Point-based annotation data:
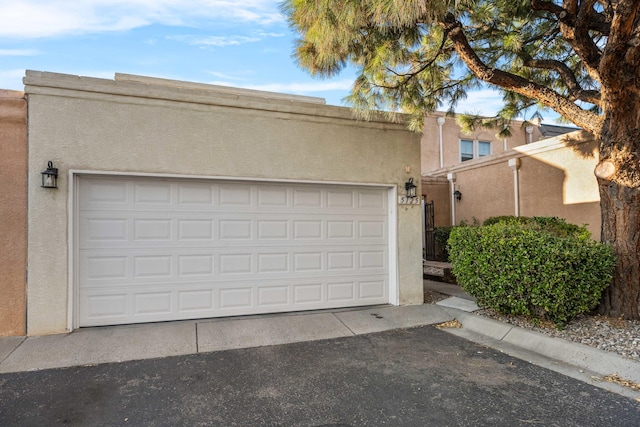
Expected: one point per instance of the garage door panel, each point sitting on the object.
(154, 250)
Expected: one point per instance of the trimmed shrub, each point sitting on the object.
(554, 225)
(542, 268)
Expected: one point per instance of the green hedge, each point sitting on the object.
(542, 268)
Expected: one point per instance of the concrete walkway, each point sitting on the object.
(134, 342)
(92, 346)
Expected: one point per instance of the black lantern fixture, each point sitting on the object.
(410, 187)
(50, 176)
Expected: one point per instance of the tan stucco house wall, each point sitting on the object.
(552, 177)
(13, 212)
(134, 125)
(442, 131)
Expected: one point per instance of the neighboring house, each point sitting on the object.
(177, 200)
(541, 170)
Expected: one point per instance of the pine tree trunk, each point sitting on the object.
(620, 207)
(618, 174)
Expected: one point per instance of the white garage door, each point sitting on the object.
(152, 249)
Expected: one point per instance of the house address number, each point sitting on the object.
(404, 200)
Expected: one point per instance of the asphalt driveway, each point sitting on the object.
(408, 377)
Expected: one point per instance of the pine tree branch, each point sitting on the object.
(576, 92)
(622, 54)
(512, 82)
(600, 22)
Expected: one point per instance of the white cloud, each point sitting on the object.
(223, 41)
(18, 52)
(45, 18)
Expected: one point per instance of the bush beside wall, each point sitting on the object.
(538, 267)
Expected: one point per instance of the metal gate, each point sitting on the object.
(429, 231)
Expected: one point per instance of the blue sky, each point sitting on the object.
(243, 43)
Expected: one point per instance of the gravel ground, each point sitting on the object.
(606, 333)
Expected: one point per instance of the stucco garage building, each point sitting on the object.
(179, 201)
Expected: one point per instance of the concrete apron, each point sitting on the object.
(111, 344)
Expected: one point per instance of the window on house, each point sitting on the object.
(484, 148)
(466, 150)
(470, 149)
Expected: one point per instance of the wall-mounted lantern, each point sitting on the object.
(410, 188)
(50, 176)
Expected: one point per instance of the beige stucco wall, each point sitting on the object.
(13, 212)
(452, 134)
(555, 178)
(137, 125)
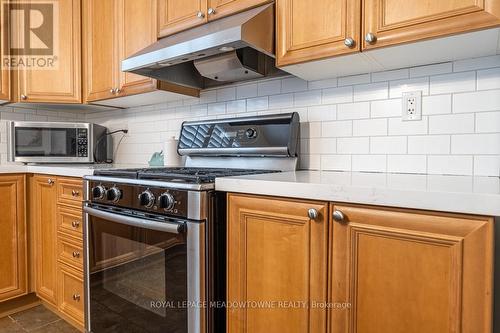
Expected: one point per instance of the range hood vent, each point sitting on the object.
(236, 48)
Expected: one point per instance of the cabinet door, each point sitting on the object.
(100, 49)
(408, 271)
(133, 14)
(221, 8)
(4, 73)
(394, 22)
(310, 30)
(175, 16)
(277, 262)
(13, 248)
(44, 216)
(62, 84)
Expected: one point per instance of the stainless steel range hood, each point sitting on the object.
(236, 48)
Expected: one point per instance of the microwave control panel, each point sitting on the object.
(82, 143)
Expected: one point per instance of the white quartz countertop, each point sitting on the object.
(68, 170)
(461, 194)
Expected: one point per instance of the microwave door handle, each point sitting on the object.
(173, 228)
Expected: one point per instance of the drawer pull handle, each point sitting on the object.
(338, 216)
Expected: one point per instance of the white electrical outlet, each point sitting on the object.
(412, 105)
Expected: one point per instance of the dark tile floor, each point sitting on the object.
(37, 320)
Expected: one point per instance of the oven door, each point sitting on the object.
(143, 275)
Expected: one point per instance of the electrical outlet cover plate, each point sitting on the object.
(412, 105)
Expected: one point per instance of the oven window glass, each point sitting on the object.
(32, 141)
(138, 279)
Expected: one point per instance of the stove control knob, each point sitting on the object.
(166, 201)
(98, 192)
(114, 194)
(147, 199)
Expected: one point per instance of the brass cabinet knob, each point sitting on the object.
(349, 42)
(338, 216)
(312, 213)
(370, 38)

--

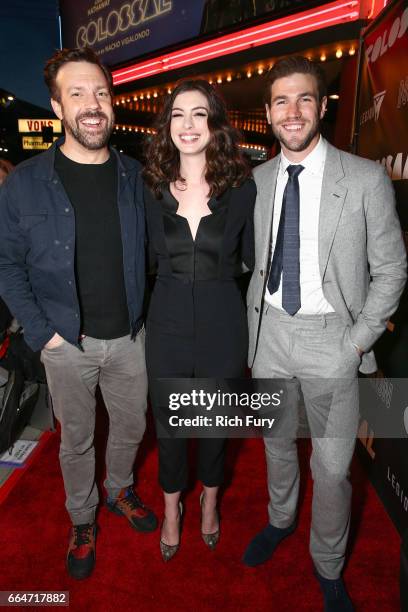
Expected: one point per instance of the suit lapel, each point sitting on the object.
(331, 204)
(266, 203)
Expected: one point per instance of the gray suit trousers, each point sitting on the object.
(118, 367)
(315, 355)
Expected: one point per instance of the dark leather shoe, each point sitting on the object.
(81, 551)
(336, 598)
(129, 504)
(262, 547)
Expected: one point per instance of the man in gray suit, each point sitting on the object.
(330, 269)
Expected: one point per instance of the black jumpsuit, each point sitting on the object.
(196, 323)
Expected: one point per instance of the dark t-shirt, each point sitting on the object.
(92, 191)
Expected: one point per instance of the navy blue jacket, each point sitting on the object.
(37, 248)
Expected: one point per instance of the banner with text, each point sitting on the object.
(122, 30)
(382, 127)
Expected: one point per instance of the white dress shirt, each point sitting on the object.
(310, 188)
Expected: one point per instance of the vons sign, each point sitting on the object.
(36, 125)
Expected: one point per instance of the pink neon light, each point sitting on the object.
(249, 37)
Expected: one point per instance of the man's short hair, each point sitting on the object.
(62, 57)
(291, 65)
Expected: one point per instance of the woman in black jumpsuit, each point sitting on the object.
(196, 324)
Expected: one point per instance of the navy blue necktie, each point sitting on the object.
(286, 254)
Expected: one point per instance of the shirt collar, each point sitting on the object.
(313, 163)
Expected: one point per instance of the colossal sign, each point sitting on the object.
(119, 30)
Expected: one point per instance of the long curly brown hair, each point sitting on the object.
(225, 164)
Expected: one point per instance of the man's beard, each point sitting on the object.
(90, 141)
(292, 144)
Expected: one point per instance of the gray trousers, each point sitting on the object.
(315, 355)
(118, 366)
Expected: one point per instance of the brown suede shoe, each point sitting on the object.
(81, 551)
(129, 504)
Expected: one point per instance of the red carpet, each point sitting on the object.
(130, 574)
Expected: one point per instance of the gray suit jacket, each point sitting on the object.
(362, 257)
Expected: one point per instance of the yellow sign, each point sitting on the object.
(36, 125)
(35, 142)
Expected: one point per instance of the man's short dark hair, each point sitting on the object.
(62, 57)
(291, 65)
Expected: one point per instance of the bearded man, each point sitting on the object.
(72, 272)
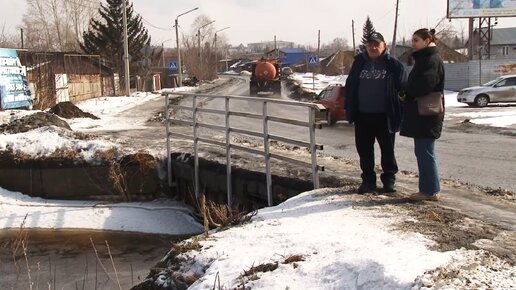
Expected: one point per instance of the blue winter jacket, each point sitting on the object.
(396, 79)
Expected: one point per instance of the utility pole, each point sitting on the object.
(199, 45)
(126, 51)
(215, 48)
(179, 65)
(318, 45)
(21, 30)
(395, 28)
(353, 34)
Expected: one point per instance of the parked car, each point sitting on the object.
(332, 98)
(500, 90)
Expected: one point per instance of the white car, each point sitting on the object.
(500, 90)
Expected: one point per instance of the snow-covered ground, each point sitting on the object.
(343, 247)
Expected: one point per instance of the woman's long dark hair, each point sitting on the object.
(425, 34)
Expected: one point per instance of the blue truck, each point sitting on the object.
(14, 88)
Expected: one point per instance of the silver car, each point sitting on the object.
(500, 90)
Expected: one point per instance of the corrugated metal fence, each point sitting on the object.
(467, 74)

* * *

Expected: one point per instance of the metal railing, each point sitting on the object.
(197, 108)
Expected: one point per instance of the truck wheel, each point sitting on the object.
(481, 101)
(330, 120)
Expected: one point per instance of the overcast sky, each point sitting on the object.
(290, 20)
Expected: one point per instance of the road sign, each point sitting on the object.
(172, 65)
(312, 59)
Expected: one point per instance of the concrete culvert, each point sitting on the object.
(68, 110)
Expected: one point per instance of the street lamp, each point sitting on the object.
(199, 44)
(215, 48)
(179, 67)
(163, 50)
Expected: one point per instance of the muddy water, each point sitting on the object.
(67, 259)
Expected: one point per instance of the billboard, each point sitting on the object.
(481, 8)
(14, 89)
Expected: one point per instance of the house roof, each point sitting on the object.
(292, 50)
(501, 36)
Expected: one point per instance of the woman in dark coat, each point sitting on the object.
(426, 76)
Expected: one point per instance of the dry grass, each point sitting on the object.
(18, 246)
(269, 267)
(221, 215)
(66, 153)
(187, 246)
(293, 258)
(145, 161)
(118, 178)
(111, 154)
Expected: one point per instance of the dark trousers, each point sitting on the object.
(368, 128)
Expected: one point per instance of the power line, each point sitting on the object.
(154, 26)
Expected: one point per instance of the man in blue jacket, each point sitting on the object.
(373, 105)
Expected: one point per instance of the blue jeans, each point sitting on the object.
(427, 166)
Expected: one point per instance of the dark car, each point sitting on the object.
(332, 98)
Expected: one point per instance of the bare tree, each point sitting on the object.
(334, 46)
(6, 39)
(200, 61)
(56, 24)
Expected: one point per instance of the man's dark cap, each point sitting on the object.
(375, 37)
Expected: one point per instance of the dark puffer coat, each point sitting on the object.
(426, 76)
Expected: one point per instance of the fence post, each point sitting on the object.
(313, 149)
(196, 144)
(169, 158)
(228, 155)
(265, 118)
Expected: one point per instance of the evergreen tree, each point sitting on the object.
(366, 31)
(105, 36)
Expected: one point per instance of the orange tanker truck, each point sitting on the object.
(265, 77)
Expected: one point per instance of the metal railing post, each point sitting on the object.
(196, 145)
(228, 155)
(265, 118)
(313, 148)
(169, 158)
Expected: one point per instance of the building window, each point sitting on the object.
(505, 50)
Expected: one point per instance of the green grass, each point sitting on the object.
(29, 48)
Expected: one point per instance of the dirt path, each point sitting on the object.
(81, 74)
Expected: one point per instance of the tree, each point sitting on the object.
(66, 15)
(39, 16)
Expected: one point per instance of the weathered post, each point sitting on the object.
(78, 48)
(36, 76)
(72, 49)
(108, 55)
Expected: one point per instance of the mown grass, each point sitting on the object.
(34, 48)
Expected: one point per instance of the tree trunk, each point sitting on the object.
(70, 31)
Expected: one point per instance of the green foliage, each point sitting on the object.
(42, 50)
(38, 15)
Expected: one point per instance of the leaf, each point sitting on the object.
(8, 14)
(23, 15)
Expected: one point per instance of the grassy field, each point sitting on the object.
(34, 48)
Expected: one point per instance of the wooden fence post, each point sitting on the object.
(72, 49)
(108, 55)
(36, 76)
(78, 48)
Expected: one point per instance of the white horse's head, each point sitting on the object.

▶ **Given request**: How many lines above contain the string "microwave" (case counts)? Tally them and give only the number.

▶ **Result of this exercise**: 2